#### [Excerpt provided]
☆ ☆ ☆ ☆ ☆
Data Quality Layers (A / B / C / D)

Codified 2026-05-12 (commits e43de39b → 7f2789c5 → d2567b7b → migration 068). Trigger: the 2026-05-12 audit found 258 abandoned docs (pending > 48 h), 40 duplicate doctor profiles, 312 Lorem ipsum chunks sitting silently in the production corpus for weeks. None caught by pytest. None caught by deploy.

The project enforces four parallel code-quality gates: ruff (style), pyright (types), tsc (frontend types), eslint (frontend style). Until this sprint, the data layer had no equivalent: bad data could land in the corpus and stay there for months without surfacing.

Layers A / B / C / D mirror the four code-side gates at the data layer. Each gate has a single owner, a single failure mode, and a clear escalation:

Layer	Mirror	What	Failure escalation
A	Daily observability	`audit_data_quality.py` cron at 03:30 UTC; emits markdown report; exit codes 0 / 1 / 2 (clean / warning / alert)	Structured log entry `data_quality_audit_completed` with `severity` field — existing log infra alerts on WARNING / ALERT
B	Canonicalization + dedup at ingest	Pre-insert `find_document_by_source_url` check + canonical-URL extraction; migration 068 partial unique index on `(tenant_id, normalized_title) WHERE status='completed'`	`IntegrityError` at the DB layer — application gets it as `DuplicateDocument`; the ingest pipeline skips the duplicate and logs it
C	Sanitization + extraction	`sanitize_corpus_text` (strips template Lorem ipsum) + `extract_consultation_schedule` (structured JSON from ZOL Drupal tables) called at `document_service.py:1262+` and `:1314+`	Bad chunks rejected at ingest; existing chunks backfilled by `scripts/backfill_consultation_schedule.py` (idempotent)
D	Post-completion verification	Verification logic inside Layer A audit script — confirms what landed matches what was crawled	Same as Layer A — markdown report + log severity

Layer A — Daily observability

backend/scripts/audit_data_quality.py (~325 lines, single file, no new deps). Wired into APScheduler at 03:30 UTC (30 min after the 03:00 ingest cron) in commit d2567b7b.

Metrics emitted to tests/evaluation/results/data-quality-<YYYYMMDD>.md:

Pending-age p50/p95 (soft >24 h, hard >48 h). PostgreSQL percentile uses PERCENTILE_DISC not PERCENTILE_CONT — interpolated timestamps don't cast back to timestamp with time zone (commit 9fa6fa16).
Failure-reason histogram (soft >25, hard >100). Two classes split per refinement 7f2789c5:
- failed_real — threshold-checked. Real ingest failures.
- intentional_softdeletes — informational only. Rows with processing_error LIKE 'superseded-by-%' OR 'broken-extraction-%'. The histogram view marks each soft-delete row with ✱.
Duplicate-title count (alert on ≥1; should always be 0 with Layer B's partial unique index).
Per-tenant doctor coverage (% with schedule, % with Lorem ipsum).
☆ ☆ ☆ ☆ ☆
#### [Stored data]
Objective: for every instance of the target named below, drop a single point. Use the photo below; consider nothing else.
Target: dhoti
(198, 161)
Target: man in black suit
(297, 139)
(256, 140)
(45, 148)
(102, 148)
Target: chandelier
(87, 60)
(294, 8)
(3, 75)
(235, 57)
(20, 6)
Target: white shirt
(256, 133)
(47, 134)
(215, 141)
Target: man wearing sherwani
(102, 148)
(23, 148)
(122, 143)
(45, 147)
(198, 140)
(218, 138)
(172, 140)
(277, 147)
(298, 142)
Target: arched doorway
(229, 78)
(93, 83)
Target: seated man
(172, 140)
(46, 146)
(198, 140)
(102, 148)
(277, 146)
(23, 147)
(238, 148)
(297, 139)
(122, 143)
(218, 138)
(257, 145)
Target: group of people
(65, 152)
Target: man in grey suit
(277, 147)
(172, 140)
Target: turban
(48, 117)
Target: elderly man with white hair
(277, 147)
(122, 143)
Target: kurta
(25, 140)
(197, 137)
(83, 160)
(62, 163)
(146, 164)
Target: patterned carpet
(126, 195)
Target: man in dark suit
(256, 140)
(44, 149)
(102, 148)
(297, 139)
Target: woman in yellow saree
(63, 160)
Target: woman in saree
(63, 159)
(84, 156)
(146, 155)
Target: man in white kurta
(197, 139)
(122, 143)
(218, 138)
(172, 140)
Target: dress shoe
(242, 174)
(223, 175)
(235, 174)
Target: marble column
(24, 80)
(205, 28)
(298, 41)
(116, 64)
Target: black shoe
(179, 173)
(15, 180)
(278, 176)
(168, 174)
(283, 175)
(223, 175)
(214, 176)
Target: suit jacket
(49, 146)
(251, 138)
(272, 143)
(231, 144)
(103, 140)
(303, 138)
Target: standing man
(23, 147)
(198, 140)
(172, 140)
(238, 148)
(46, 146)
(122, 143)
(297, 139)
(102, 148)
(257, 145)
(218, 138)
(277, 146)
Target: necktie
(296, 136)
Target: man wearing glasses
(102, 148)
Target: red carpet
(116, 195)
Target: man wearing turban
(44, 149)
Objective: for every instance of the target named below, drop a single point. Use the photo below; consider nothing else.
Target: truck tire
☆ ☆ ☆ ☆ ☆
#### [Exercise requirements]
[1] In the data quality layers text above, what time (UTC) does the Layer A audit script run?
[2] Name every code-quality gate that the data quality layers text says the project enforces, with what each one checks.
[3] Repeat the passage of the data quality layers text word for word, starting at the words "Failure-reason histogram (soft" and stopping after "partial unique index).".

#### [Answers provided]
[1] 03:30 UTC

[2] ruff (style), pyright (types), tsc (frontend types), eslint (frontend style)

[3]
Failure-reason histogram (soft >25, hard >100). Two classes split per refinement 7f2789c5:
- failed_real — threshold-checked. Real ingest failures.
- intentional_softdeletes — informational only. Rows with processing_error LIKE 'superseded-by-%' OR 'broken-extraction-%'. The histogram view marks each soft-delete row with ✱.
Duplicate-title count (alert on ≥1; should always be 0 with Layer B's partial unique index).